--- MATERIAL PROVIDED ---
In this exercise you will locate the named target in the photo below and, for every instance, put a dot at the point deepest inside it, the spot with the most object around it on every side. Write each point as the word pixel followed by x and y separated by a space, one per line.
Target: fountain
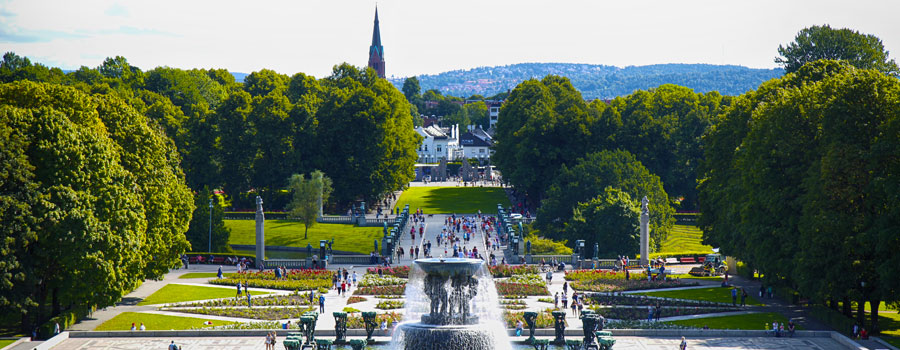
pixel 456 305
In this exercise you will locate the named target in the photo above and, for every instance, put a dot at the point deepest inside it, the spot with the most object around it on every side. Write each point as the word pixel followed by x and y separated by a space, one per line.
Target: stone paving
pixel 622 343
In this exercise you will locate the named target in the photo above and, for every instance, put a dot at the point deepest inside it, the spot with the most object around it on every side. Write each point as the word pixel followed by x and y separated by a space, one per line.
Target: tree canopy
pixel 93 200
pixel 825 43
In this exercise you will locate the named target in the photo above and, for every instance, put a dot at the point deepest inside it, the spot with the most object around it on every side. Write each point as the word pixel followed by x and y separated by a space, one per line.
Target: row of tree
pixel 800 181
pixel 92 201
pixel 352 125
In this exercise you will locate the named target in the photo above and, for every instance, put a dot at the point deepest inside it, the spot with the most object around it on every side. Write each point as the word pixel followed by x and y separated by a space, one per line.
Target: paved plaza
pixel 622 343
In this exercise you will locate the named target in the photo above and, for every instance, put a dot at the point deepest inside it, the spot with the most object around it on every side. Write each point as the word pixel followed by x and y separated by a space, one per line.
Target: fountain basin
pixel 450 267
pixel 419 336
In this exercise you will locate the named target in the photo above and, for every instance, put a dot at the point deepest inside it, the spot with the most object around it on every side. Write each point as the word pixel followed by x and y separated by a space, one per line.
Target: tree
pixel 611 219
pixel 822 42
pixel 198 232
pixel 98 190
pixel 543 126
pixel 592 176
pixel 365 120
pixel 309 197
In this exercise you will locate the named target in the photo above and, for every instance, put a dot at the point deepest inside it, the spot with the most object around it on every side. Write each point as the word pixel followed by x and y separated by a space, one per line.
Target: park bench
pixel 605 340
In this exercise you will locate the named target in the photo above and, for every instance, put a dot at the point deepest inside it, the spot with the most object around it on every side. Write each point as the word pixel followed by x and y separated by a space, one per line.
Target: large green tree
pixel 366 134
pixel 590 177
pixel 823 42
pixel 543 126
pixel 308 198
pixel 200 236
pixel 101 200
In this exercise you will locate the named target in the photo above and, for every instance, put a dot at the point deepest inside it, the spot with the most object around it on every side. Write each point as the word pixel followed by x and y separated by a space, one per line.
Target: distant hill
pixel 598 81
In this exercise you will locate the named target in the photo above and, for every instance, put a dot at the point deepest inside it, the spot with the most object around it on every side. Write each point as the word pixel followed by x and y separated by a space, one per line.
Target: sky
pixel 420 36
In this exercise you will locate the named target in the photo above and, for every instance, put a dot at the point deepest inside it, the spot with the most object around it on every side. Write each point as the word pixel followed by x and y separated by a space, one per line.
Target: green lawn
pixel 290 234
pixel 450 200
pixel 174 293
pixel 198 275
pixel 684 239
pixel 154 322
pixel 755 321
pixel 5 342
pixel 716 294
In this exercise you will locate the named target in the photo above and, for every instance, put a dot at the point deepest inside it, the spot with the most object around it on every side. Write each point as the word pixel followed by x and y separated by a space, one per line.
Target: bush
pixel 505 288
pixel 381 290
pixel 509 270
pixel 389 304
pixel 832 318
pixel 373 280
pixel 396 271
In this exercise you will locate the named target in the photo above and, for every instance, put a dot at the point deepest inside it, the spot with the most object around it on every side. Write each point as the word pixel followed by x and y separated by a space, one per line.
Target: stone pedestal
pixel 260 233
pixel 645 232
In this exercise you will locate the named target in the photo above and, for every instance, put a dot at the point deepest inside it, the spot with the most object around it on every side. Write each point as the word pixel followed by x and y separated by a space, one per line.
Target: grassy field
pixel 174 293
pixel 290 234
pixel 745 322
pixel 715 294
pixel 450 200
pixel 154 322
pixel 684 239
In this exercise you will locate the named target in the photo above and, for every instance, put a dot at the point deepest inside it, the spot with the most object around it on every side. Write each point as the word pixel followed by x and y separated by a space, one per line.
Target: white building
pixel 476 143
pixel 438 143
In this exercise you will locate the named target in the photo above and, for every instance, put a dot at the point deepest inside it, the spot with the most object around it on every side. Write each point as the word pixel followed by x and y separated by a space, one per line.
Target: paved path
pixel 622 343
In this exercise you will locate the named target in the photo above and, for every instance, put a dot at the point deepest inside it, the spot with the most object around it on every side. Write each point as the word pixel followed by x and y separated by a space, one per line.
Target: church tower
pixel 376 51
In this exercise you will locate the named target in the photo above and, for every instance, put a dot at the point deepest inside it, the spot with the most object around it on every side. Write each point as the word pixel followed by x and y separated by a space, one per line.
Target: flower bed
pixel 506 288
pixel 374 280
pixel 527 278
pixel 273 300
pixel 389 304
pixel 544 319
pixel 356 322
pixel 396 271
pixel 300 274
pixel 618 285
pixel 381 290
pixel 509 270
pixel 641 312
pixel 355 299
pixel 259 313
pixel 297 284
pixel 619 299
pixel 592 275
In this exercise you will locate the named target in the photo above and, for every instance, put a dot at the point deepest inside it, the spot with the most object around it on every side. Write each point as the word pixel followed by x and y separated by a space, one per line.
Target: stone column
pixel 645 231
pixel 260 233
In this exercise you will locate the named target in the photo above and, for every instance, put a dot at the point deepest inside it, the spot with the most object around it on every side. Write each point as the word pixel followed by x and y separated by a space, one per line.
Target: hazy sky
pixel 422 37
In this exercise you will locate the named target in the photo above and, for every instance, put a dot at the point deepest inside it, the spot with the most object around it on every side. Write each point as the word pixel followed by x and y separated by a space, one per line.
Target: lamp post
pixel 209 248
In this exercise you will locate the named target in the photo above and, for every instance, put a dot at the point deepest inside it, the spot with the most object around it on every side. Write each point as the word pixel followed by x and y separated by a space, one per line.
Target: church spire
pixel 376 51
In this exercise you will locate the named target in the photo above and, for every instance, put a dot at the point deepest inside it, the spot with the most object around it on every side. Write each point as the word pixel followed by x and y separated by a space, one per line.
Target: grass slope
pixel 154 322
pixel 450 200
pixel 684 239
pixel 715 294
pixel 755 321
pixel 173 293
pixel 290 234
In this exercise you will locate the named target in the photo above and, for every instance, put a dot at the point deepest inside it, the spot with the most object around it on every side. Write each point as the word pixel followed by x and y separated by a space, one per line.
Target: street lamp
pixel 209 248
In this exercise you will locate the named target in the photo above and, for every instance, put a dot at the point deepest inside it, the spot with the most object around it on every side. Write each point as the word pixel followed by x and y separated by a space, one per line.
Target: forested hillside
pixel 599 81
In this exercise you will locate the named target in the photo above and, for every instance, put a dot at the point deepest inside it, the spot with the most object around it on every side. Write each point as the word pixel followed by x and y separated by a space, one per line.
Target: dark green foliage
pixel 93 200
pixel 800 181
pixel 825 43
pixel 198 234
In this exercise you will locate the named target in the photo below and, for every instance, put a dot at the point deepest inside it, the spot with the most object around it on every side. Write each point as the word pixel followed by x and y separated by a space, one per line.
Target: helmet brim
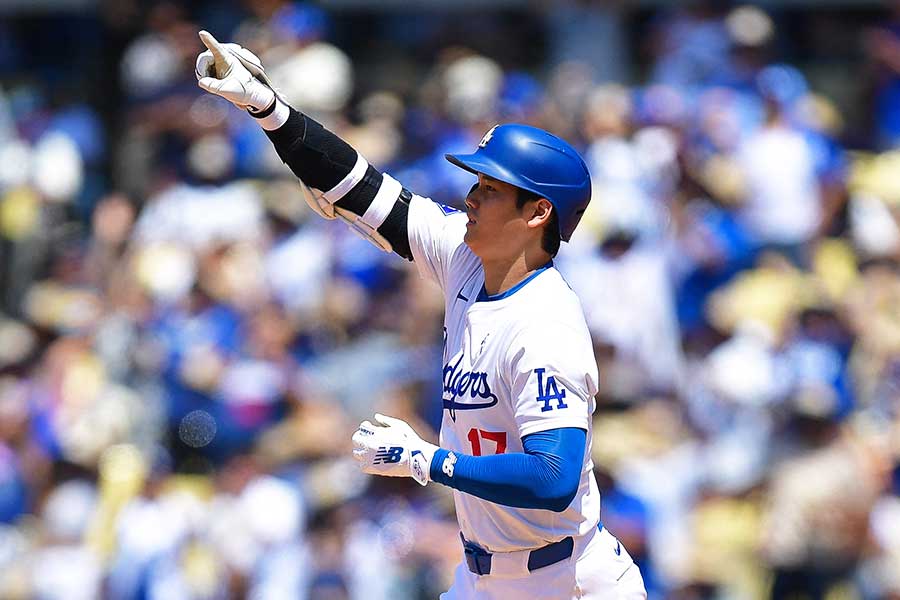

--- WORK TO COMPLETE ---
Pick out each line of the listing above that contains the string "paved", and copy those lines. Case matters.

--- SOLVED PROBLEM ---
Target: paved plaza
Target: paved path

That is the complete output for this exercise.